**Task brief**:
Copy all records exactly, excluding images.

**Given records**:
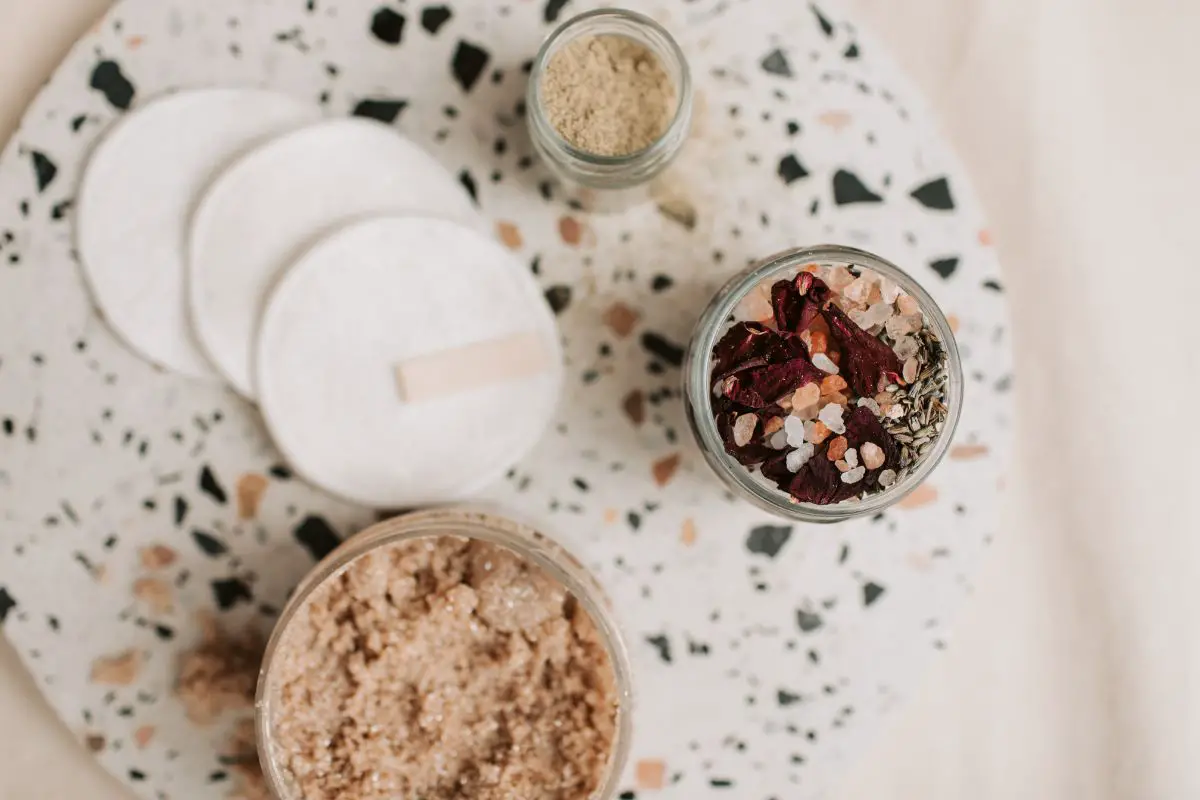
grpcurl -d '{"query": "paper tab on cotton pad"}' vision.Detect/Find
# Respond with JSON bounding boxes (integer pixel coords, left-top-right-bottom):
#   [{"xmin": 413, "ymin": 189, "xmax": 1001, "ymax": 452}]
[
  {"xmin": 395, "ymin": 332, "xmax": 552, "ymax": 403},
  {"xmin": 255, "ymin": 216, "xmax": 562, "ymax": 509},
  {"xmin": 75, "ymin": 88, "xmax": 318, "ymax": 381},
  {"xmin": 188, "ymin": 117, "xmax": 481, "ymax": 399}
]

**Exercise solution**:
grpcurl -d '{"query": "paper tab on cotton pad"}' vision.Detect/Find
# Respond with JSON bounding boxes (integer pixel coords, left-top-right-bottom):
#   [{"xmin": 413, "ymin": 189, "xmax": 1001, "ymax": 452}]
[
  {"xmin": 395, "ymin": 332, "xmax": 552, "ymax": 403},
  {"xmin": 255, "ymin": 216, "xmax": 562, "ymax": 509},
  {"xmin": 75, "ymin": 88, "xmax": 318, "ymax": 381},
  {"xmin": 188, "ymin": 117, "xmax": 481, "ymax": 399}
]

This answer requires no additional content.